:: Task ::
In the article on Gandhi and the Nobel Peace Prize, in which years did Ole Colbjørnsen nominate Gandhi?

:: Quoted passage ::

* * * * * * *

October 09, 2005

Why Mahatma missed the Nobel?

Why did Mahatma Gandhi never win the Noble Peace Prize?

It is a question people are again asking as the Norwegian committee has just announced the prize winner this year -the International Atomic Energy agency and its chief Mohammed ElBaradei. Gandhi's omission has been widely criticised to the extent that later members of the Nobel committee publicly regretted it.

When the Dalai Lama was awarded the prize in 1989, the chairman of the committee said that this was "in part a tribute to the memory of Mahatma Gandhi". Gandhi, revered as the Father of the nation in India, was nominated for the prize in 1937, 1938, 1939, 1947 and, finally, a few days before he was murdered in January 1948, notes Øyvind Tønnesson, a former Nobel E-Museum Peace editor. Information about the nominations, investigations and opinions concerning the coveted award is kept secret for 50 years and no records are available in public domain that could throw light on the matter.

The Nobel Foundation has recently made public some of the details surrounding Gandhi's case for a Peace Nobel. On behalf of the Friends of India Association in Norway, Ole Colbjørnsen, deputy member of the Norwegian parliament, nominated Gandhi's name thrice - 1937, 1938 and 1939. In 1937, Gandhi was duly selected as one of 13 candidates on the Norwegian committee's short list. The committee's advisor, Professor Jacob Worm-Müller, who wrote a report on Gandhi, however was very critical of the Mahatma.

"He is undoubtedly a good, noble and ascetic person - a prominent man who is deservedly honoured and loved by the masses of India...(But) sharp turns in his policies, which can hardly be satisfactorily explained by his followers. He is a freedom fighter and a dictator, an idealist and a nationalist. He is frequently a Christ, but then, suddenly, an ordinary politician," the evaluator noted, according to the documents made available on the foundation's website. The advisor pointed out that Gandhi was not consistently pacifist and that he should have known that some of his non-violent campaigns towards the British would degenerate into violence and terror.

Moreover, Worm-Müller expressed doubts whether Gandhi's ideals were universal or primarily Indian: "One might say that it is significant that his well-known struggle in South Africa was on behalf of the Indians only, and not of the blacks whose living conditions were even worse." In 1947, as India won independence, Gandhi was nominated again, by several Indian leaders: B.G. Kher, Govind Ballabh Pant and G.V. Mavlankar, who later became speaker of the Lok Sabha, the lower house of the Indian parliament. His name was short-listed.

The Nobel committee's advisor, historian Jens Arup Seip, wrote the evaluation report, which was not as critical as the earlier one but focused only on the Mahatma's role in India's struggle for freedom. It was not "explicitly favourable" either. The argument that went against Gandhi in 1947 was that the Nobel Peace Prize had never been awarded for any struggle for independence. "From the diary of committee chairman Gunnar Jahn, we now know that when the members were to make their decision on Oct 30, 1947, two acting committee members, the Christian conservative Herman Smitt Ingebretsen and the Christian liberal Christian Oftedal spoke in favour of Gandhi," writes Tønnesson.

* * * * * * *

:: Data excerpts ::

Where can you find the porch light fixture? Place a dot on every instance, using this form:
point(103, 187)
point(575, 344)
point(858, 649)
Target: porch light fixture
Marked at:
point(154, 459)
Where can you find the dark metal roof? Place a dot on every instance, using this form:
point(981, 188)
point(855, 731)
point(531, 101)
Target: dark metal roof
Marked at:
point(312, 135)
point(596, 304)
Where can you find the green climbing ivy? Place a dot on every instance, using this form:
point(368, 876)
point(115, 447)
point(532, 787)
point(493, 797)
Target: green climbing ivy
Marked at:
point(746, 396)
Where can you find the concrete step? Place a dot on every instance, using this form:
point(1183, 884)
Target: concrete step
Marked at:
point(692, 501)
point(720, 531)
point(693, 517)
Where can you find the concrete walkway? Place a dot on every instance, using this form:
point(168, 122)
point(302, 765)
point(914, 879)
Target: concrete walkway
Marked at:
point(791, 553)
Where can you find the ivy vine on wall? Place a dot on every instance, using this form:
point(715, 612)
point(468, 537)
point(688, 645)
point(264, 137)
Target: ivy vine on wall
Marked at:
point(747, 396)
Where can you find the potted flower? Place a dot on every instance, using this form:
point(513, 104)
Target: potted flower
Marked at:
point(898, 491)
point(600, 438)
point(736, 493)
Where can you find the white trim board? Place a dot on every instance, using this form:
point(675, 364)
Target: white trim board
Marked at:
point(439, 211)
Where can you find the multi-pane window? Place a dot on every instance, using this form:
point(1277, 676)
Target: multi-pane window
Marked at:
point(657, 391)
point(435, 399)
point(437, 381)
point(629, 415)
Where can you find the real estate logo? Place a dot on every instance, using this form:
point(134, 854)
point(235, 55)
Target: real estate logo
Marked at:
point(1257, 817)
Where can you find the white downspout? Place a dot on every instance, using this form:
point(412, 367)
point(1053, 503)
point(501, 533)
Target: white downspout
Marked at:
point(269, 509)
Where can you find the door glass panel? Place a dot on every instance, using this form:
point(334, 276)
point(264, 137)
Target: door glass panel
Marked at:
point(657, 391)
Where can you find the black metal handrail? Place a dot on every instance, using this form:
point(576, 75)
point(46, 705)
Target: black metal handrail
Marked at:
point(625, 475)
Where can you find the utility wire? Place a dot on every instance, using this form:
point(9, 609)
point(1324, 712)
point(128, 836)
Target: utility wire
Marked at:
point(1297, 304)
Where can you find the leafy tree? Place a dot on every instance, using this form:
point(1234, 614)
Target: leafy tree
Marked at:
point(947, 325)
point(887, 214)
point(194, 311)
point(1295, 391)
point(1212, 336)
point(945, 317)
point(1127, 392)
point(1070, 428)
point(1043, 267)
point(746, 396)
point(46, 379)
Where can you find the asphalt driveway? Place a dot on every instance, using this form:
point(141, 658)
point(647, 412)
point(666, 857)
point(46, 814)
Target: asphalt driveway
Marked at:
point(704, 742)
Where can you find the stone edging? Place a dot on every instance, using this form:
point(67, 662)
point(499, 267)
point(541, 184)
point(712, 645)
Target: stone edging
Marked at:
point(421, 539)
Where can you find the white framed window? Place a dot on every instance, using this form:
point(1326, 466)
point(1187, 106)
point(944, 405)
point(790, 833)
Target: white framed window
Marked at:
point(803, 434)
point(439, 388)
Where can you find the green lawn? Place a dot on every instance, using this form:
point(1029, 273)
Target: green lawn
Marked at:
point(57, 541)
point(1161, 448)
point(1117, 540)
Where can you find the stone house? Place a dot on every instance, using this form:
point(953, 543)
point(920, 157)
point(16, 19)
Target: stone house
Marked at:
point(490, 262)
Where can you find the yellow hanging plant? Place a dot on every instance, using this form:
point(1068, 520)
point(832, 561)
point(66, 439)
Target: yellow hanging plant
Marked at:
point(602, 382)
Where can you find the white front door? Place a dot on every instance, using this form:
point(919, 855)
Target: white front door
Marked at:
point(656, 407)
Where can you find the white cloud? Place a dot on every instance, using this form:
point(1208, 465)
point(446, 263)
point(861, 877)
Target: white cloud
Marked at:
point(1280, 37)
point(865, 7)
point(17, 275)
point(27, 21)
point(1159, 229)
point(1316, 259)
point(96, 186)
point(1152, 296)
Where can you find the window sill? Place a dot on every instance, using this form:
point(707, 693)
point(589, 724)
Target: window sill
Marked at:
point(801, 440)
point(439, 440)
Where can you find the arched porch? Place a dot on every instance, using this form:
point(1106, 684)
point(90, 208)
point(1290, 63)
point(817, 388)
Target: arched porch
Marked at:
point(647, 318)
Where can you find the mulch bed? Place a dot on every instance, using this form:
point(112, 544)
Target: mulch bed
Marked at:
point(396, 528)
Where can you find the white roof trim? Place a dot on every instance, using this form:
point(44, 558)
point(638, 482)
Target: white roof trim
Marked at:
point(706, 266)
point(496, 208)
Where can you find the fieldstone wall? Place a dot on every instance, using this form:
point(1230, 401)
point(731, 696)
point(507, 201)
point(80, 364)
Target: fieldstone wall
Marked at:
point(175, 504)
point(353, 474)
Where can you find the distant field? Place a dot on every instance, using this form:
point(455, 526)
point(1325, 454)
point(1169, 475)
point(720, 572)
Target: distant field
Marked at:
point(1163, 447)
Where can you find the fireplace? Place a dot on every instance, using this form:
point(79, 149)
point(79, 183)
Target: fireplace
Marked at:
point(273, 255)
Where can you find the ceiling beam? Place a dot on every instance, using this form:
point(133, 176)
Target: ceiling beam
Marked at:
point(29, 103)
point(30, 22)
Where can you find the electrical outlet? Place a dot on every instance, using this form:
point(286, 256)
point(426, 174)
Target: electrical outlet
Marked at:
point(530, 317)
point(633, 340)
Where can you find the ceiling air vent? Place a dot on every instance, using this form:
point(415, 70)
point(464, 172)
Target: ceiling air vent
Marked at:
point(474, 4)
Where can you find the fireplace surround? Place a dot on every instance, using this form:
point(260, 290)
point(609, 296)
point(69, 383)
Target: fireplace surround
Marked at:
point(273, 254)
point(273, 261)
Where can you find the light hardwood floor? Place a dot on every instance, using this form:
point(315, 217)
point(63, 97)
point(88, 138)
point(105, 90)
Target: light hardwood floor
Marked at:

* * * * * * *

:: Exercise result ::
1937, 1938 and 1939.